What to do>
(1) Using the ray tracing excerpt, decide whether each statement agrees with it. Answer yes or no for each, quoting the words of the excerpt that settle it.
(a) Tracing rays at this stage must rely on hardware RT capabilities.
(b) In the two-level SDF, the first level is a lower resolution distance field that covers the entire scene.
(c) The approach described accounts for the third bounce.
(2) Reproduce word for word the part of the ray tracing excerpt starting with "Assuming that the" and going on through "if (Payload.Hit)".
(3) Answer these questions from the ray tracing excerpt:
(a) What does the miss shader return, according to the stated assumption?
(b) What are the two listed steps for direct lighting at an indirect hit point?
(c) What was used here for tracing rays?

Here Vulkan Ray Tracing was used, but tracing rays at this stage doesn’t have to rely on hardware RT capabilities. As another option, tracing rays against a scene approximation can be used, usually a two-level SDF, where first level has a lower resolution distance field covering the entire scene (essentially working as an acceleration structure) and second per-instance level has higher resolution for a specific mesh, giving more accurate results. For more information on software raytracing, look up UE5 Lumen, announced AMD Brix GI, Lux GI (https://github.com/flwmxd/LuxGI) and Flax Engine GI (https://docs.flaxengine.com/manual/graphics/lighting/gi/realtime.html).

Hit point lighting computations

Assuming that the hit shader returns all the required surface properties and a miss shader returns sky radiance, we perform direct lighting computations for an indirect hit point as usual:

  1. Compute direct lighting from light sources
  2. Project shadowmaps or cast additional shadow rays

Some pseudo shader code:

vec3 Radiance = vec3(0);
if (Payload.Hit)
{
	for (each light source)
	{
		vec3 Lighting = EvaluateDirectLightingBRDF(Payload.Material, light);
		Radiance += Lighting * LightShadowing(light);
	}
}
else
{
	Radiance += Payload.SkyColour;
}

This is where third bounce can also be computed, or sampled from the lightmap or other sort of world-space irradiance cache. But to keep things simple for now, only first bounce is accounted for.

Dataset extract>
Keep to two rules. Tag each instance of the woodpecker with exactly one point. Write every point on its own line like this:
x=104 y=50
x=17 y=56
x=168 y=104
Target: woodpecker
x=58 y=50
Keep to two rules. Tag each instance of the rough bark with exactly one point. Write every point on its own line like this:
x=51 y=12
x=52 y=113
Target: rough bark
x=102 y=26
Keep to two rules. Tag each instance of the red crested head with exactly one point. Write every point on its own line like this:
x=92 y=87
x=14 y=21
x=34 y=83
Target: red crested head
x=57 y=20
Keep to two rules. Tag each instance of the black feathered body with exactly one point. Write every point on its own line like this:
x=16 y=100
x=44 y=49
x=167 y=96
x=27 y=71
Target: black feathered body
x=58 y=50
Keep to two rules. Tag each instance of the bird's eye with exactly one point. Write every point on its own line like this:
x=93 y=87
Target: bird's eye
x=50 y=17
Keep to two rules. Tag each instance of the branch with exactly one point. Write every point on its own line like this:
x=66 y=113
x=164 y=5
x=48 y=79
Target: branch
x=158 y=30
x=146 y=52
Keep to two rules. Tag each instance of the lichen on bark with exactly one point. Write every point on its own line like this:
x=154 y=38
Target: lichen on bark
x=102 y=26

The responses>
(1)
(a) No: "tracing rays at this stage doesn’t have to rely on hardware RT capabilities"
(b) Yes: "first level has a lower resolution distance field covering the entire scene"
(c) No: "to keep things simple for now, only first bounce is accounted for"

(2)
Assuming that the hit shader returns all the required surface properties and a miss shader returns sky radiance, we perform direct lighting computations for an indirect hit point as usual:

  1. Compute direct lighting from light sources
  2. Project shadowmaps or cast additional shadow rays

Some pseudo shader code:

vec3 Radiance = vec3(0);
if (Payload.Hit)

(3)
(a) Sky radiance.
(b) Compute direct lighting from light sources, and project shadowmaps or cast additional shadow rays.
(c) Vulkan Ray Tracing.